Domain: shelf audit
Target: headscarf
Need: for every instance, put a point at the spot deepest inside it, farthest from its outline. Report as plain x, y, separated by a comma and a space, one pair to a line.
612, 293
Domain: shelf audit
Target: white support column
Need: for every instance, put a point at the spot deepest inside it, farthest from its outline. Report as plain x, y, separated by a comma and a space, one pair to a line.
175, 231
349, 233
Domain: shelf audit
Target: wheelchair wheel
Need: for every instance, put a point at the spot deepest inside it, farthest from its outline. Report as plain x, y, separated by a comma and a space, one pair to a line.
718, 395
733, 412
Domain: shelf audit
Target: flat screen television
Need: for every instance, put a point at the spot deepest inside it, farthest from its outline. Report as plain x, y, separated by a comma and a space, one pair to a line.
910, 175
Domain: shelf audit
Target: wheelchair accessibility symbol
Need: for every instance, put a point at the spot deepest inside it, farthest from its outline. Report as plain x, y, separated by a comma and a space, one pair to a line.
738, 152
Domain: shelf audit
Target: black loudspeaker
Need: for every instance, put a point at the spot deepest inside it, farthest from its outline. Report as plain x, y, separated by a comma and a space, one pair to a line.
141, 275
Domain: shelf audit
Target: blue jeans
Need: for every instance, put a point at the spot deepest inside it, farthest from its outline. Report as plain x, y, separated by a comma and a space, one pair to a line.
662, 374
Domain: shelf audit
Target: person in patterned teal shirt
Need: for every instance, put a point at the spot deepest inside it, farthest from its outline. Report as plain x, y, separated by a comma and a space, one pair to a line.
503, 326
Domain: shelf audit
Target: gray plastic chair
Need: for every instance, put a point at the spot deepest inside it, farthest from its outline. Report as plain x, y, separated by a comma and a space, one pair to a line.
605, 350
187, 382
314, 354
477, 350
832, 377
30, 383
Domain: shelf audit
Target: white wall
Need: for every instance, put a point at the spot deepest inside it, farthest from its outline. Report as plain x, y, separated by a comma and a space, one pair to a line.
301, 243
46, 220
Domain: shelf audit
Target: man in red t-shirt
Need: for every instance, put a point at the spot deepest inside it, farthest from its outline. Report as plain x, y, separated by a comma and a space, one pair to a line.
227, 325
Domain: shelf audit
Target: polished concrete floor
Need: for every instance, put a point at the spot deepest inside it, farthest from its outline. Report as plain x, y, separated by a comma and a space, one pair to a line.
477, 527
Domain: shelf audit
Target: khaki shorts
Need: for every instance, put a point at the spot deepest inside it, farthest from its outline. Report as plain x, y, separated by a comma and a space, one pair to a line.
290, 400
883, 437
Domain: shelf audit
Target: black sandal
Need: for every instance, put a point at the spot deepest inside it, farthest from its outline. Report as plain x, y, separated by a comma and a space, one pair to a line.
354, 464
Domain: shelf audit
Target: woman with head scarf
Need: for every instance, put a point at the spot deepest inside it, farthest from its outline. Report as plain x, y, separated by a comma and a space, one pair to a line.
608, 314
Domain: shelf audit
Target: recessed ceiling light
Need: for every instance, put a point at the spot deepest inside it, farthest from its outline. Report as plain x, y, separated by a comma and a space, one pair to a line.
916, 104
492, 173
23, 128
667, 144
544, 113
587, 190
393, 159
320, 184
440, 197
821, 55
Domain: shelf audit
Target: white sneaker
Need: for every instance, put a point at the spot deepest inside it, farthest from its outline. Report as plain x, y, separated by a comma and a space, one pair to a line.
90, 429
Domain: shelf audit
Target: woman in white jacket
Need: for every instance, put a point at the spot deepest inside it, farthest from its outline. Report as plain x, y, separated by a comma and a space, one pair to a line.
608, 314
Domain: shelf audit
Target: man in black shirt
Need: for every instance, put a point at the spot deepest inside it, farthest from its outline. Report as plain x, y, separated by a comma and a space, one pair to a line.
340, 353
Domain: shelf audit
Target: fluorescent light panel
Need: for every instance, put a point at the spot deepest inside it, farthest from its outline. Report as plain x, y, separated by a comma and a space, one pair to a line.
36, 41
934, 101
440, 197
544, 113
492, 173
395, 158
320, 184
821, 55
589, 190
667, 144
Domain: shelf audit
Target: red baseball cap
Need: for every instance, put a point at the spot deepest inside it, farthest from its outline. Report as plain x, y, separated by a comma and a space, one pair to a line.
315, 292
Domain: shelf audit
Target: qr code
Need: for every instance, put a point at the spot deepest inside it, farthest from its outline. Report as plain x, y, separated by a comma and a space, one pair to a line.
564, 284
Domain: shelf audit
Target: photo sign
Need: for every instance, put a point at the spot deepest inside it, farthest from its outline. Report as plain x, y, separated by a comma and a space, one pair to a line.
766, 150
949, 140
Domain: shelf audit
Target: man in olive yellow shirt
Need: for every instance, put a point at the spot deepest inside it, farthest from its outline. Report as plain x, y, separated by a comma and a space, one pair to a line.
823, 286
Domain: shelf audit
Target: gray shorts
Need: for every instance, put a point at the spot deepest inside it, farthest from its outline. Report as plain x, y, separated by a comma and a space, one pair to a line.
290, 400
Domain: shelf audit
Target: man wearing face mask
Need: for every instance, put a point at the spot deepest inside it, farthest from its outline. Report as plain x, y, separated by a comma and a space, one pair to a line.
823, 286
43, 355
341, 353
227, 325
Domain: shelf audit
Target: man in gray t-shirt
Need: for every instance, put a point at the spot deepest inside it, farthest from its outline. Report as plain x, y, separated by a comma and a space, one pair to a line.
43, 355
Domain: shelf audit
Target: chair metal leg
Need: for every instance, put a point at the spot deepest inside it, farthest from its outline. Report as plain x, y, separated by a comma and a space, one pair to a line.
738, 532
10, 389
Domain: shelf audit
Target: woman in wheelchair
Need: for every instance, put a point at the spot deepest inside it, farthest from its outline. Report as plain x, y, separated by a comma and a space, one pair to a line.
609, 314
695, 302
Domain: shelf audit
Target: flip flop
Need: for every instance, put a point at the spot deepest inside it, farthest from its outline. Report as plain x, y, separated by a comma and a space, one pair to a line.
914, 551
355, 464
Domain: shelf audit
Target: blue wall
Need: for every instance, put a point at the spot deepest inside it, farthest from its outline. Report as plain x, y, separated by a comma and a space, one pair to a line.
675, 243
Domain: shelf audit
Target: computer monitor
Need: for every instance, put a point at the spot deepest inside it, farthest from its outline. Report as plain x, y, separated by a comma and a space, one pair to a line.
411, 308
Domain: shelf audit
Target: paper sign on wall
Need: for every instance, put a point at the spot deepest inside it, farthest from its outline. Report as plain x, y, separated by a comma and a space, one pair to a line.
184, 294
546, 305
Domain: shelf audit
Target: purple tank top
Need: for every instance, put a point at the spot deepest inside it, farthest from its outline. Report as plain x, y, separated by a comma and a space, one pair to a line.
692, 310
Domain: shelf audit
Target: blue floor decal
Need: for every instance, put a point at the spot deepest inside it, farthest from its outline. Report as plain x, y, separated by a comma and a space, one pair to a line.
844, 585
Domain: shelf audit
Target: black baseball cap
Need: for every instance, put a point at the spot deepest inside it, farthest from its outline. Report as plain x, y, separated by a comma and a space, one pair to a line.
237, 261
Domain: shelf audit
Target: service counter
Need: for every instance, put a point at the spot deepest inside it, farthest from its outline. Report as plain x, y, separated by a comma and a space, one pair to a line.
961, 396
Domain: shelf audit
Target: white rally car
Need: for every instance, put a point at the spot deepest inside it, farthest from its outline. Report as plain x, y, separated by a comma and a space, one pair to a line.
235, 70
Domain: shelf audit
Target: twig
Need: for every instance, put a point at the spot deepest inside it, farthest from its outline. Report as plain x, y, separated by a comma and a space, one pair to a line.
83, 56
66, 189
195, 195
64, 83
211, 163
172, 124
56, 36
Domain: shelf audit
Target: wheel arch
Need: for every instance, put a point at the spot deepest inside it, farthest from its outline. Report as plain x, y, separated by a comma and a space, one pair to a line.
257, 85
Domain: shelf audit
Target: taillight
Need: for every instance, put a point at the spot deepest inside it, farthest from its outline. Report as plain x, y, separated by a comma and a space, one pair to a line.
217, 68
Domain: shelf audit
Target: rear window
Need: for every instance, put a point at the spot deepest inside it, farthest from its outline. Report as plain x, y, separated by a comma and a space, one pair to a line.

→ **WHAT YOU ARE ASKED TO DO**: Locate every line in the records above that contains the string "shirt", and copy each of those lines.

→ **RESULT OF THIS EXERCISE**:
Target: person in patterned teal shirt
Target: man in red t-shirt
Target: man in black shirt
Target: man in olive yellow shirt
Target: man in gray t-shirt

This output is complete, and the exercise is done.